#### DATASET ####

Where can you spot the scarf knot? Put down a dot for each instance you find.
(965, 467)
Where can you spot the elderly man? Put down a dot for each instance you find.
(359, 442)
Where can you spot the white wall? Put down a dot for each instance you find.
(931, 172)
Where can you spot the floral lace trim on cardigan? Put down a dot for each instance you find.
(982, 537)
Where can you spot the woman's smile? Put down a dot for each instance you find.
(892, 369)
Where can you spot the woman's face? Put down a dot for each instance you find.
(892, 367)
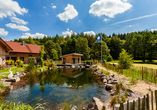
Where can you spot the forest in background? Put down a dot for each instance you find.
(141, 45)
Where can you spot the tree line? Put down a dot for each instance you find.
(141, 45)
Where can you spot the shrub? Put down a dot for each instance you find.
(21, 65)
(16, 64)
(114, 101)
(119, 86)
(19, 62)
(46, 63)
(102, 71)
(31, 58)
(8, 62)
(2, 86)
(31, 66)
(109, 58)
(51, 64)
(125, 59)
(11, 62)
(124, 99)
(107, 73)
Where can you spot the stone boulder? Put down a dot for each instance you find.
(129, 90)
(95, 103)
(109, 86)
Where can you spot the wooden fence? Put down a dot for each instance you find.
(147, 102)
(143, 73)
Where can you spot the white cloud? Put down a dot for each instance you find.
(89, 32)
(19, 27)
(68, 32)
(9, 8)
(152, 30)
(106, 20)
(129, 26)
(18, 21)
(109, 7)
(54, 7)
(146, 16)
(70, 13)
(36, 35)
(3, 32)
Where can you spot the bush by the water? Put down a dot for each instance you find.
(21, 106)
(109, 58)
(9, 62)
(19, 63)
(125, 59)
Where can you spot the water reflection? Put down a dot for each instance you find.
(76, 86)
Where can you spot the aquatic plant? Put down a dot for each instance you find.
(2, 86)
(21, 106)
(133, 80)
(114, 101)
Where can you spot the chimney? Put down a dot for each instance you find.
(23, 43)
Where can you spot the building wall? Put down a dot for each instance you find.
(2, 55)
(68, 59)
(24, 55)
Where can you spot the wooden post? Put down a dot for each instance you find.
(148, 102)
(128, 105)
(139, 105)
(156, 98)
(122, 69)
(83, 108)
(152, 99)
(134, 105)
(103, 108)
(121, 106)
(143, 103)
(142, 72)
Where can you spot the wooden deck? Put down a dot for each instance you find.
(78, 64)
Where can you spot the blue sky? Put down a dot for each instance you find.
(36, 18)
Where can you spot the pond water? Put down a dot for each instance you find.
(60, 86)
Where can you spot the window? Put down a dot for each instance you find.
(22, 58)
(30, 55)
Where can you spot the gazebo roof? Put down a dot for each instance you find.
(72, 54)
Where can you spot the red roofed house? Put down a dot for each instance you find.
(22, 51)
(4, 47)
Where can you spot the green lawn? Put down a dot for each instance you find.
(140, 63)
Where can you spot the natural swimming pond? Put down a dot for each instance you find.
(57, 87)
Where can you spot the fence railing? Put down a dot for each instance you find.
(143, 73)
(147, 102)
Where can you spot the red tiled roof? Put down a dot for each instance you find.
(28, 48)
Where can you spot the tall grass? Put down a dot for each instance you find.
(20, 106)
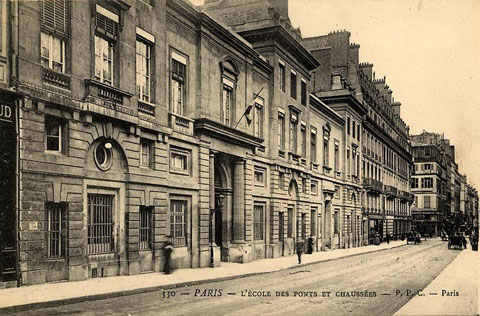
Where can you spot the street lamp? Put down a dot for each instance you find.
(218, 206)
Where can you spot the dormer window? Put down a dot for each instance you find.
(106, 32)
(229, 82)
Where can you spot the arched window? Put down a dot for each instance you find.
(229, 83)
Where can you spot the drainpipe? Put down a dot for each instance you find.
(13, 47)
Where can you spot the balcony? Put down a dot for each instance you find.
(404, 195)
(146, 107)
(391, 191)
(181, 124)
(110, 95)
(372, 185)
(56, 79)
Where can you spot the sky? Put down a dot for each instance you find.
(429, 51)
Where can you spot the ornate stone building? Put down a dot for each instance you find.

####
#### DATASET ####

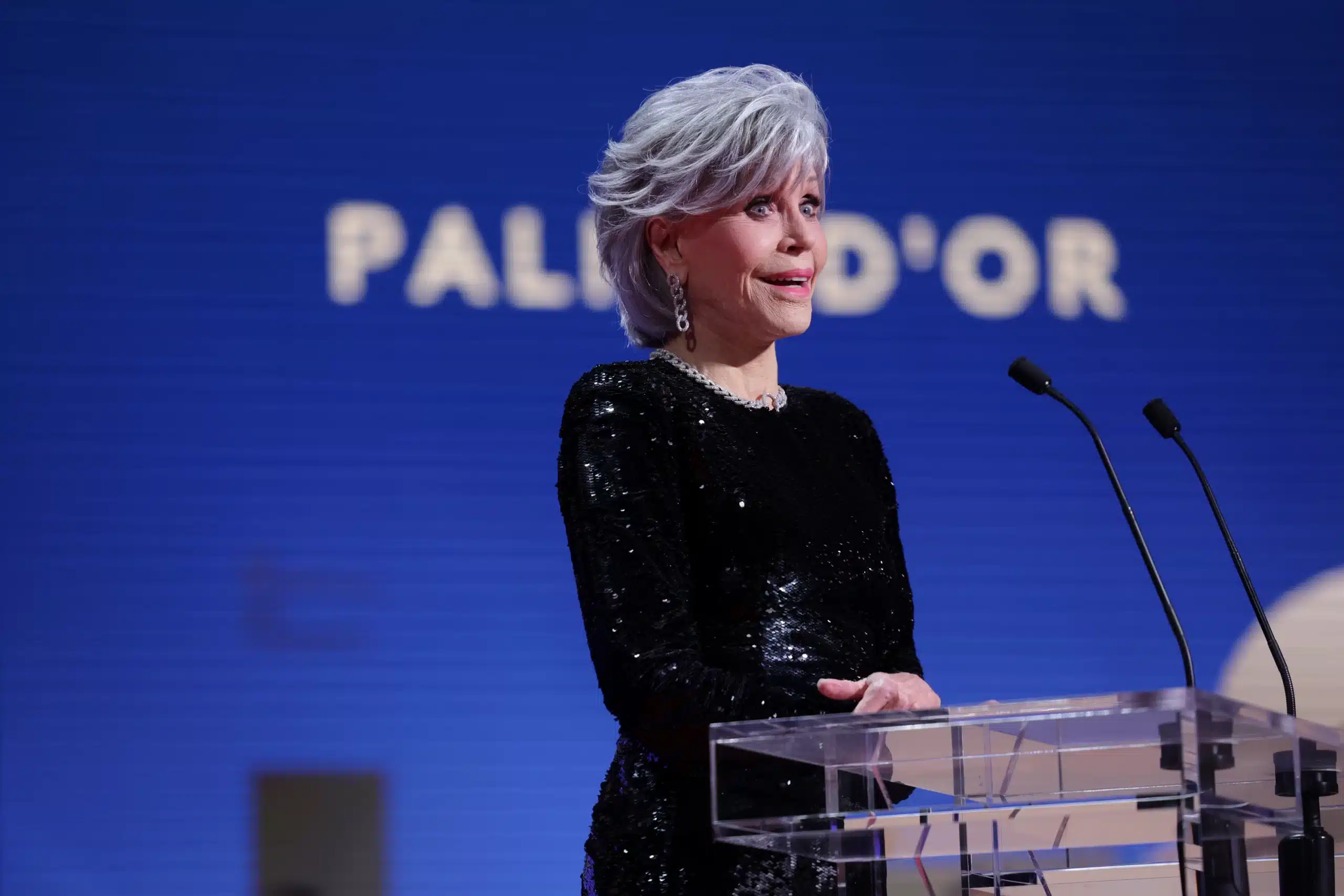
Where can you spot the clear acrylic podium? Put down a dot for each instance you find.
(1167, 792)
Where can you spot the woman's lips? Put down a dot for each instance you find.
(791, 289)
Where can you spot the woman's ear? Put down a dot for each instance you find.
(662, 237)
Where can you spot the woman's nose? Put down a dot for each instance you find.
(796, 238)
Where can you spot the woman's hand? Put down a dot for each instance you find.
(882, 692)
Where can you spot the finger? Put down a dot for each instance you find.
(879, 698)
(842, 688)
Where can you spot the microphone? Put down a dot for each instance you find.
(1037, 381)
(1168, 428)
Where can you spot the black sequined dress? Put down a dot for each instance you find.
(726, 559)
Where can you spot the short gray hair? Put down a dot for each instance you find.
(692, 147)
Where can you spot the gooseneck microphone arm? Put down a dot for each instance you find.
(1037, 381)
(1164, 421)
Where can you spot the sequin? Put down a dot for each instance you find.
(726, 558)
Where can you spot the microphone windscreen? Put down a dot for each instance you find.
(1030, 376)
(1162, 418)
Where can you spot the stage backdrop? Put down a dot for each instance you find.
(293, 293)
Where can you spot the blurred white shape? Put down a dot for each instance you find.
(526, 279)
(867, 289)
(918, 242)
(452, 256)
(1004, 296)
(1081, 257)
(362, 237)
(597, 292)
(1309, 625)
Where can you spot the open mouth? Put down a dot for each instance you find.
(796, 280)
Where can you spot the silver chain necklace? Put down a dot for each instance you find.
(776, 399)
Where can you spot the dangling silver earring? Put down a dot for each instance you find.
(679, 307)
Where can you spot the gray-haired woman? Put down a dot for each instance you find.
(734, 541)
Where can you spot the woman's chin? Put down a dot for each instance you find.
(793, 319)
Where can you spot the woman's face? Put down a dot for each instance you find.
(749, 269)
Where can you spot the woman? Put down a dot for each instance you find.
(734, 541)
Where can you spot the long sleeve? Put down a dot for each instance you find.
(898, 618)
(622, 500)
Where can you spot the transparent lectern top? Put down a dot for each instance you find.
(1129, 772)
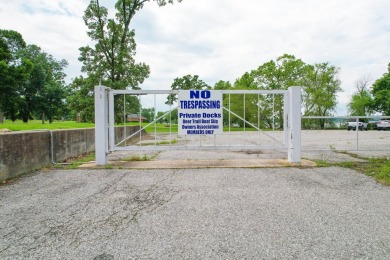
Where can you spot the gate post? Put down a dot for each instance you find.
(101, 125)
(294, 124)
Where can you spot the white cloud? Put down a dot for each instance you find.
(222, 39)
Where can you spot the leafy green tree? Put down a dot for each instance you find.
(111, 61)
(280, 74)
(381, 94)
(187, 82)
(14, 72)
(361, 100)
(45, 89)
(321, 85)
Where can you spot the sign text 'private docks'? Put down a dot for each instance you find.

####

* **REQUIREMENT**: Please pick out every line in the material above that contains the word "water". Case counts.

* **CORRECT RESPONSE**:
Where can you spot the bush by the water? Put down a dot for each instance you find.
Where can you spot the water reflection? Put down a dot for each instance you find.
Where can you spot the pond water? Put down a dot for each instance you find.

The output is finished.